Data records:
----------
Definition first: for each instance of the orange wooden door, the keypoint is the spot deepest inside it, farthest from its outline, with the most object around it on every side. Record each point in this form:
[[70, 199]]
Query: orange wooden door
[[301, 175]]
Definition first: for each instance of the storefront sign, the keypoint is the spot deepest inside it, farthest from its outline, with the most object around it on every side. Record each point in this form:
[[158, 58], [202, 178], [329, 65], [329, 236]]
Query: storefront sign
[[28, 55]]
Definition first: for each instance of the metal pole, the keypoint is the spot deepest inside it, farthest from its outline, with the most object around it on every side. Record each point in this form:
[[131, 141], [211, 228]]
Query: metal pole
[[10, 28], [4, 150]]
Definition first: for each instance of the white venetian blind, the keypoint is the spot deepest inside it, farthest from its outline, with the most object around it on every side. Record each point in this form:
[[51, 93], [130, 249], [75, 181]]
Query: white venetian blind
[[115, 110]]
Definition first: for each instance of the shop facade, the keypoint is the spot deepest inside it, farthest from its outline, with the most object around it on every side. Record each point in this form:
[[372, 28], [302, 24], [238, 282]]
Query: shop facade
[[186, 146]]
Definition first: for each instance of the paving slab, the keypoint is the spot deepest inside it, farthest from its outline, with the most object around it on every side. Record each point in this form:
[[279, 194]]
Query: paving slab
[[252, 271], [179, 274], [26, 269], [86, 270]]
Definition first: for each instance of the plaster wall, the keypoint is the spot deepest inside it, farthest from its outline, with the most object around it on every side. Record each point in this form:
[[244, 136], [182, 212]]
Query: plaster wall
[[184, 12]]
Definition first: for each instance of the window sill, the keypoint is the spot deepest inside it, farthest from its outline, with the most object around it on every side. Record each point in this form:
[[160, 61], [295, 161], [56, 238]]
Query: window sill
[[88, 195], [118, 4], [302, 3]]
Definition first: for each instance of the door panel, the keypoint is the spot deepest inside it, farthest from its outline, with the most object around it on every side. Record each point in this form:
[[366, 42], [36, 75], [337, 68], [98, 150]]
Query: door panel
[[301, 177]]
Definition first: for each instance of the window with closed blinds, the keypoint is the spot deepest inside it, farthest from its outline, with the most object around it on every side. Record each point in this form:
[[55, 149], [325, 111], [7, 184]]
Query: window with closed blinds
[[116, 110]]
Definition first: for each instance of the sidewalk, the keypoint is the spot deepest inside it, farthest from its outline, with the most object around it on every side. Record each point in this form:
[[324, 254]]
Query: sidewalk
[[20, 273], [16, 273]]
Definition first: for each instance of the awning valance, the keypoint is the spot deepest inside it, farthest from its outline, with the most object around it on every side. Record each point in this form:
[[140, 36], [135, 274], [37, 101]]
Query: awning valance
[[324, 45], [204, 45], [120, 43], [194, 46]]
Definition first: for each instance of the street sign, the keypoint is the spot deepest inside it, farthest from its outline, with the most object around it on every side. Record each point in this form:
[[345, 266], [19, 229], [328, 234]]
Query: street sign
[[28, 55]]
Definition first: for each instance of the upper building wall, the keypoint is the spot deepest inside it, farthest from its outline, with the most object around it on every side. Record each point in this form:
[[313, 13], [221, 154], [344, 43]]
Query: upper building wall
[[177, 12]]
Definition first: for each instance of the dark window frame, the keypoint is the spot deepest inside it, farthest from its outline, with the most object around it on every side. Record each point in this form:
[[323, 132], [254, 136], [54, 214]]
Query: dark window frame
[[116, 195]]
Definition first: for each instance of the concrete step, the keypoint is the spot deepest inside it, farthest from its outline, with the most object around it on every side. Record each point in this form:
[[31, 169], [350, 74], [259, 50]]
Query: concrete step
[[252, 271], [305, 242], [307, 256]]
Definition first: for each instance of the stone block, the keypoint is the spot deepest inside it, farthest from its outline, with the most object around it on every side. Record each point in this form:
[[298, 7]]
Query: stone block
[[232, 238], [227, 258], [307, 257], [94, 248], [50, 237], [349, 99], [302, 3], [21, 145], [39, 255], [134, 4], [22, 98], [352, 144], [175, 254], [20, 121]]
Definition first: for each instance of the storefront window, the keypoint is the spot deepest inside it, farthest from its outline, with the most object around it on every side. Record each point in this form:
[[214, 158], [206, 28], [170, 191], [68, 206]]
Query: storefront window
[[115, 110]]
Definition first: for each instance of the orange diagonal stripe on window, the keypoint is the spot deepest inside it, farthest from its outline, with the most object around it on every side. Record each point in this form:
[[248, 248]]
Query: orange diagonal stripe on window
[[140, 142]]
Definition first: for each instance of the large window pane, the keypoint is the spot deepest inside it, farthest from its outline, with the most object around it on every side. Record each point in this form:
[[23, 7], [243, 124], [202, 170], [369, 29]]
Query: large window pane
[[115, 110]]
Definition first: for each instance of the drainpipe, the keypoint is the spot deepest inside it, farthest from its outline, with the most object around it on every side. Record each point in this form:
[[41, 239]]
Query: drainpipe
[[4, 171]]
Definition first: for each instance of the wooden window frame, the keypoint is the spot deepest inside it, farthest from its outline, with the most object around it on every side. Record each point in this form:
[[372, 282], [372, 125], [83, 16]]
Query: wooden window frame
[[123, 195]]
----------
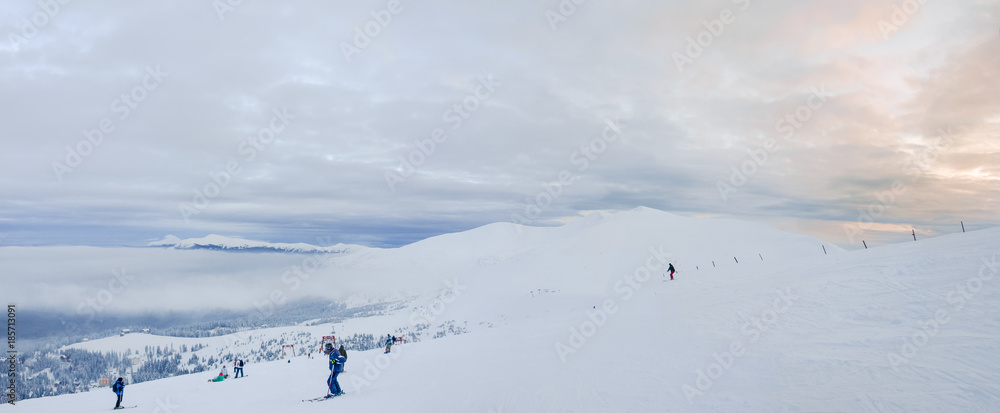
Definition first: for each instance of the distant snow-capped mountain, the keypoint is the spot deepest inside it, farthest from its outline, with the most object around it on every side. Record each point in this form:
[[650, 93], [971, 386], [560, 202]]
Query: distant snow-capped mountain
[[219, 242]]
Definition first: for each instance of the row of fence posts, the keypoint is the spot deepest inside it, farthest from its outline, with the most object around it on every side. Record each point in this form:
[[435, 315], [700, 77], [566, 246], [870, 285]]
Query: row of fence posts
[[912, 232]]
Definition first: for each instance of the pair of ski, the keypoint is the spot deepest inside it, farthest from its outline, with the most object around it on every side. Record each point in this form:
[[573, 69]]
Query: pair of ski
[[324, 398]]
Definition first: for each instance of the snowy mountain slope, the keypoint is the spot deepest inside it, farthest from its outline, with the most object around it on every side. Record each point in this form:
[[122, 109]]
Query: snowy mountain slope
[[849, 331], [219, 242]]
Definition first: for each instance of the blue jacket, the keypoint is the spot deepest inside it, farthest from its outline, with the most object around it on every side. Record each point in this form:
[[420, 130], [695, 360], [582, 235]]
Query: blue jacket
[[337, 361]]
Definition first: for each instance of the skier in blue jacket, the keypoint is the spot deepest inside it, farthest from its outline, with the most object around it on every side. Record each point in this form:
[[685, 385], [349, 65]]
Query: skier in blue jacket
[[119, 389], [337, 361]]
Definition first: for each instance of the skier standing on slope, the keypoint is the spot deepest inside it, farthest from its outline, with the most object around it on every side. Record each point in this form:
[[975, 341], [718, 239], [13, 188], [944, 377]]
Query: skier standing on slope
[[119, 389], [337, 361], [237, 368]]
----------
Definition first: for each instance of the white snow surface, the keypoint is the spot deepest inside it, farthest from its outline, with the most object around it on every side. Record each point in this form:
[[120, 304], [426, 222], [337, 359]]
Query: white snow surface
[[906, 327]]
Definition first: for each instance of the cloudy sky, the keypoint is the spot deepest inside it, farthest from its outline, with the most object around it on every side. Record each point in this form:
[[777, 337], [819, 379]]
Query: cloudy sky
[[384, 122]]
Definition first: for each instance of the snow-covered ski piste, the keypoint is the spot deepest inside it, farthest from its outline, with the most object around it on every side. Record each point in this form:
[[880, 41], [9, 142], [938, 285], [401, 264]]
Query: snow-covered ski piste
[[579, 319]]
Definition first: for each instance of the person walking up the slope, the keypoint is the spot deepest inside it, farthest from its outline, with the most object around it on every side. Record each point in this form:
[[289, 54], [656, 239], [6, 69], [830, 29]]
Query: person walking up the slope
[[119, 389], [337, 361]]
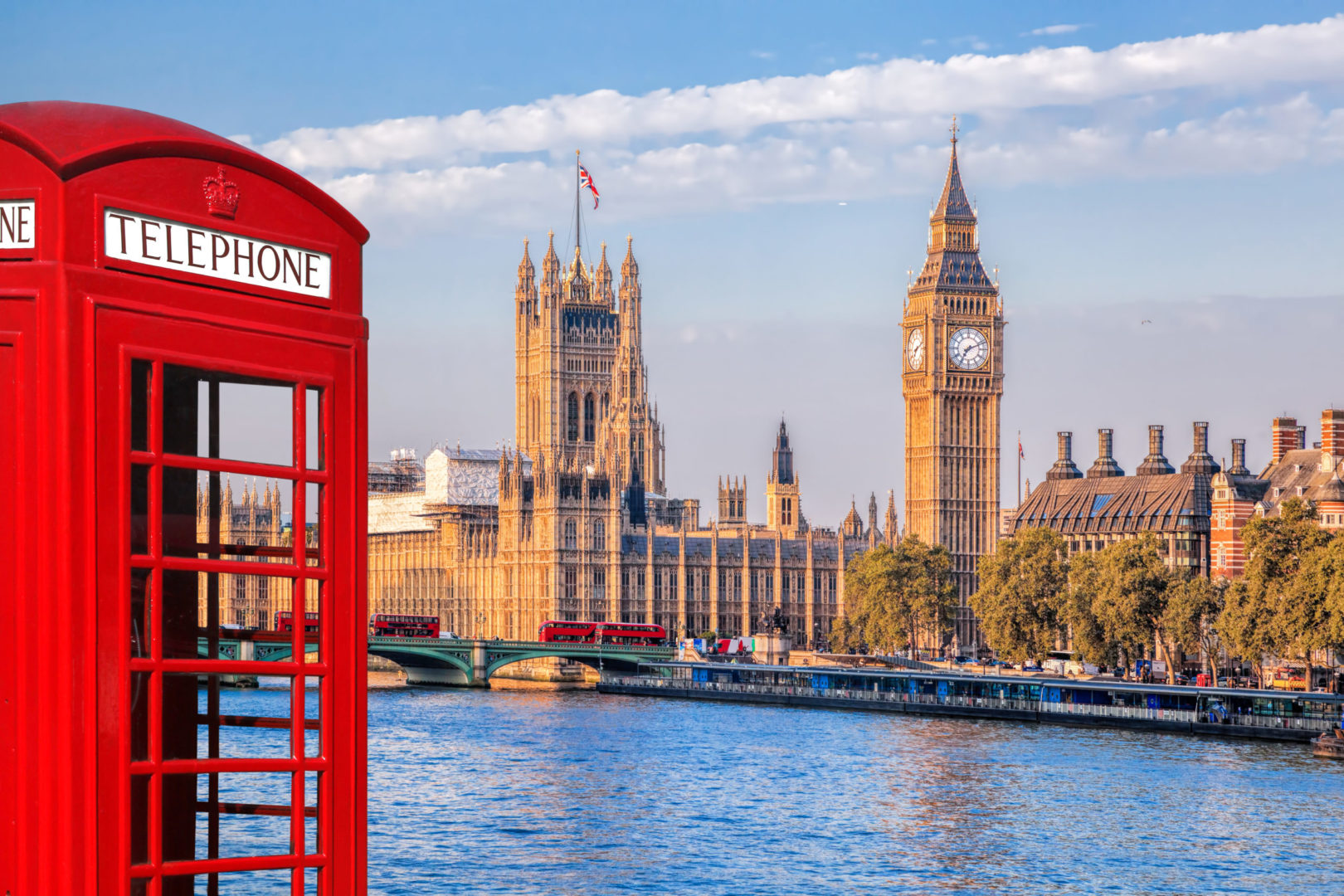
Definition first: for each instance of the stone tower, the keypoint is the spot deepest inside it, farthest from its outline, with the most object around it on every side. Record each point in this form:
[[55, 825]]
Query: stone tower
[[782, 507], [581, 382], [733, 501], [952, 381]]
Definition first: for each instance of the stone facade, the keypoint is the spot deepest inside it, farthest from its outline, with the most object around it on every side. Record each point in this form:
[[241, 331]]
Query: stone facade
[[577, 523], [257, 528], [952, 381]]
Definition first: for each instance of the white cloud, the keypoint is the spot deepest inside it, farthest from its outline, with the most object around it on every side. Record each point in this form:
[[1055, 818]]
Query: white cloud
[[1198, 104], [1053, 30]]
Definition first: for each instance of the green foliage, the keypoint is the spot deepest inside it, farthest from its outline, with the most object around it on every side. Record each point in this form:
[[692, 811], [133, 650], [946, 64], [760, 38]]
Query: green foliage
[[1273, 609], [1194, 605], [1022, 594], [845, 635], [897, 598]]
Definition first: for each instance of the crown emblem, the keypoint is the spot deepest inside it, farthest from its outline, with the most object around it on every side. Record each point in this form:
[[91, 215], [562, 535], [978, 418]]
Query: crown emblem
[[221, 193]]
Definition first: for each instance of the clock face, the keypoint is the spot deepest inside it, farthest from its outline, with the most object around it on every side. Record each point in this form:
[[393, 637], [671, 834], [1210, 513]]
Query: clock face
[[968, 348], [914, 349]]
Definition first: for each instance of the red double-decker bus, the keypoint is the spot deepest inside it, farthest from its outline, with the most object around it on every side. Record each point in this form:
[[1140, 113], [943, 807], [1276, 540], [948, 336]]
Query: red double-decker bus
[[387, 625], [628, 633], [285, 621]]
----------
## TRY IT
From the entries above, print the lines beginning at the one with "Definition first: for each instance of the cloudy" and stopping after the one with "Definition first: for each instance of the person", exactly as written and with nothing else.

## EXERCISE RESULT
Definition first: for each instance of the cloudy sky, the keypoint is the spot deepest inside it, farthest from its outline, with the most object around it on every side. Record each point in this form:
[[777, 337], [819, 379]]
Query: cloudy sky
[[384, 122]]
Definition first: for each instance of the snow-covered ski piste, the keypoint is the spot deepest inside it, farthest from its outline, with the most object around it on every side. Record each point in this form:
[[880, 41], [9, 142], [938, 285], [401, 264]]
Query: snow-covered ski piste
[[579, 319]]
Definition first: for each instance of the person walking up the slope, the keypoint is the spot deepest inside it, farthest from its outline, with the most object around it on every side. Record each point in this form:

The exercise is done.